EXCERPTED TEXT
>> Start

Information for Community Archives: Electronic Records

Information for Community Archives

Electronic Records / Tom Brown

PRELIMINARY DRAFT

Today, any organization producing records worth preserving or any individual creating papers worth preserving is using a computer. Born-digital materials form an important part of the documentation of a person's life or an organization's activities that need to be preserved. Preserving materials digitally has significant advantages over analog formats. Digital materials require little space, are easily shared, and offer the possibility of enhanced access. When copied, the original and the copy are identical. This is different from electrostatic or Xerox reproductions of paper materials where each “generation” looses some clarity, definition, legibility, etc.

 

This section offers some practical suggestions to queer repositories on how to approach these materials. It assumes that the archive relies mainly on a volunteer staff with minimal financial resources. It also assumes that the archive has a desktop computer or at least access to a computer. However if the archive is part of a larger operation that has a local area network with a system administrator, the archivist should consult with the system administrator to determine how to best implement these recommendations.

The general principle in this guide should be to move a copy of the digital materials worth preserving from the originator's computer to the archive computer. This should be done when the originator has completed using the electronic records, so the archive is sure to have the final version.

The first step in moving the materials to the archive computer is to make a copy on a transfer medium. The recommended transfer medium is the CD; it is ubiquitous, inexpensive, and transportable.

>> End

TASK REQUIREMENTS
From the community archives guide, return the passage starting with "PRELIMINARY DRAFT" and going on through "definition, legibility, etc.".

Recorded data
>> Start

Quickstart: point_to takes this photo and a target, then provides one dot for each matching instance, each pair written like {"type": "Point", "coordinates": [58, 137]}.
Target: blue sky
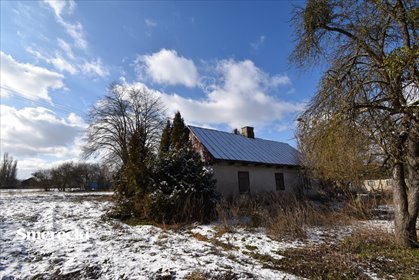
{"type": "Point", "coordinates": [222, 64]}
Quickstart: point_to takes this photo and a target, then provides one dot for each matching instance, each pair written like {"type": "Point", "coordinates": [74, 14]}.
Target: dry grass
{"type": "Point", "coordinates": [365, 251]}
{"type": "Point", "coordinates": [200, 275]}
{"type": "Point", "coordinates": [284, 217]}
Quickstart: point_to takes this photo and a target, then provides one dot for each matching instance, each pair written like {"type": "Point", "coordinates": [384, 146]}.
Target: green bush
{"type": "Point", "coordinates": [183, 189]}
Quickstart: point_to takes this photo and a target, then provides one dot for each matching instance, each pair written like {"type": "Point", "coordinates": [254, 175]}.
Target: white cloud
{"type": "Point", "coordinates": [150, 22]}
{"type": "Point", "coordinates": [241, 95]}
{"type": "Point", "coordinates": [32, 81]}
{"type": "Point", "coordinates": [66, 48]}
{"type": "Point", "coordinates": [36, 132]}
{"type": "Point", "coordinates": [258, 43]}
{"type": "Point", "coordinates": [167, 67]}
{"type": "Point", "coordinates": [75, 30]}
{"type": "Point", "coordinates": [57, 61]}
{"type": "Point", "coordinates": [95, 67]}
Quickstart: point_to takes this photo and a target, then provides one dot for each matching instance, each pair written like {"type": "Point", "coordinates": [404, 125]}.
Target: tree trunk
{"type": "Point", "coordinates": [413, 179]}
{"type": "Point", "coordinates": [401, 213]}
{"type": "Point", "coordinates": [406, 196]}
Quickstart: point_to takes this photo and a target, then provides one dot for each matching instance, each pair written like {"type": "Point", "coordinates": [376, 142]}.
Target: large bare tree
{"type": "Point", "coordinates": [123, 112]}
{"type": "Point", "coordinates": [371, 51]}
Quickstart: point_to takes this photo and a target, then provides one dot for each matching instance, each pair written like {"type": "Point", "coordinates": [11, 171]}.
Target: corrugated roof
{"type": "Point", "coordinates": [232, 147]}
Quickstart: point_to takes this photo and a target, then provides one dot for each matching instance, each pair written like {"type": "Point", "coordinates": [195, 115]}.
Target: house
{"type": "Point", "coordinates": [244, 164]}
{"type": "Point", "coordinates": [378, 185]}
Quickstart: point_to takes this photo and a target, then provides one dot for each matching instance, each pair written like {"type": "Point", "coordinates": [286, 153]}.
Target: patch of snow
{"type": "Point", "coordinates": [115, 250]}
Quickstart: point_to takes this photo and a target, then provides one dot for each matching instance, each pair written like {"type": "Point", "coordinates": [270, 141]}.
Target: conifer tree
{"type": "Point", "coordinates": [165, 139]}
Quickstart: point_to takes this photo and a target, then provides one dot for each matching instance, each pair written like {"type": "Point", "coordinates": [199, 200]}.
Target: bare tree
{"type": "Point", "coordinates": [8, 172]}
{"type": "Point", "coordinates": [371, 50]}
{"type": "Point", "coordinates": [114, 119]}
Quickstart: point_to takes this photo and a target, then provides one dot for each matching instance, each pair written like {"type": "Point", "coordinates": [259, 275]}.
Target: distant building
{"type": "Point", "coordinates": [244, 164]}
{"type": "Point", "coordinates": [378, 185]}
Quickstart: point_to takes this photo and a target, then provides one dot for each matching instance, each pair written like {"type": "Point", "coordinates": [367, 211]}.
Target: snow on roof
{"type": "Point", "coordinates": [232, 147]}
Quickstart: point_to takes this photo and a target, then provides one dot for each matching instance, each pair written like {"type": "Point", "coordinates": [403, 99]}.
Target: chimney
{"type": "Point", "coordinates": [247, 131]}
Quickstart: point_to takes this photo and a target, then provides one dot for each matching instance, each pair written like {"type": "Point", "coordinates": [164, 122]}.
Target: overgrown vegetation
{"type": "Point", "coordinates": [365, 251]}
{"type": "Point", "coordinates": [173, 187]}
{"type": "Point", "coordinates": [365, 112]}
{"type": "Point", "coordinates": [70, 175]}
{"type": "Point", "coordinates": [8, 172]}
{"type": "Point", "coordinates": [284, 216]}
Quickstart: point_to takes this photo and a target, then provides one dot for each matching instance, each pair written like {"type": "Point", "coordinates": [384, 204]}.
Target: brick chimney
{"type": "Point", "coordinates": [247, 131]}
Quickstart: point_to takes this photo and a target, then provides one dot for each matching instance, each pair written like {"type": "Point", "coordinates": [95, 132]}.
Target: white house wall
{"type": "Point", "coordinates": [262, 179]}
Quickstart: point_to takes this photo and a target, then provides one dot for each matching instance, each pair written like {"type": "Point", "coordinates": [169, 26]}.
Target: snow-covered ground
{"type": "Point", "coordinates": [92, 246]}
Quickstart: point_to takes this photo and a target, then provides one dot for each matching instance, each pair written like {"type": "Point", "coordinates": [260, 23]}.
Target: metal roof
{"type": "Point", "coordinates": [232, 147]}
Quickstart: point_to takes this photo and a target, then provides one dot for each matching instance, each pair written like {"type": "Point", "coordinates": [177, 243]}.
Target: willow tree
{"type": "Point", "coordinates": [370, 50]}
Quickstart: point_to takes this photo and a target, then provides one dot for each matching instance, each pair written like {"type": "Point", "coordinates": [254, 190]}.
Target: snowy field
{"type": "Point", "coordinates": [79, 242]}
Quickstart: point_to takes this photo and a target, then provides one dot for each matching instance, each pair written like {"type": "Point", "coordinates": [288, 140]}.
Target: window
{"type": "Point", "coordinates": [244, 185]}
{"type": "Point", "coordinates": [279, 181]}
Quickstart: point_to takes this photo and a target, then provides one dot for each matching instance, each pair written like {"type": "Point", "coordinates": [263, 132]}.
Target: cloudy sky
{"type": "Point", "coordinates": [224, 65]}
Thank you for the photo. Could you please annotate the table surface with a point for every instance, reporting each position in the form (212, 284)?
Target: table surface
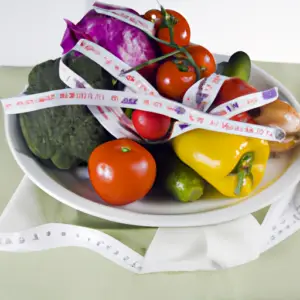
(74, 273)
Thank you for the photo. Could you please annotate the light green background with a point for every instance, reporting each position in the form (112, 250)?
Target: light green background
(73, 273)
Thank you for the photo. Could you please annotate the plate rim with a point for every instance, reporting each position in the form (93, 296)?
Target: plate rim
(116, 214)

>> End

EXERCISE SOLUTION
PRELIMINARY DRAFT

Today, any organization producing records worth preserving or any individual creating papers worth preserving is using a computer. Born-digital materials form an important part of the documentation of a person's life or an organization's activities that need to be preserved. Preserving materials digitally has significant advantages over analog formats. Digital materials require little space, are easily shared, and offer the possibility of enhanced access. When copied, the original and the copy are identical. This is different from electrostatic or Xerox reproductions of paper materials where each “generation” looses some clarity, definition, legibility, etc.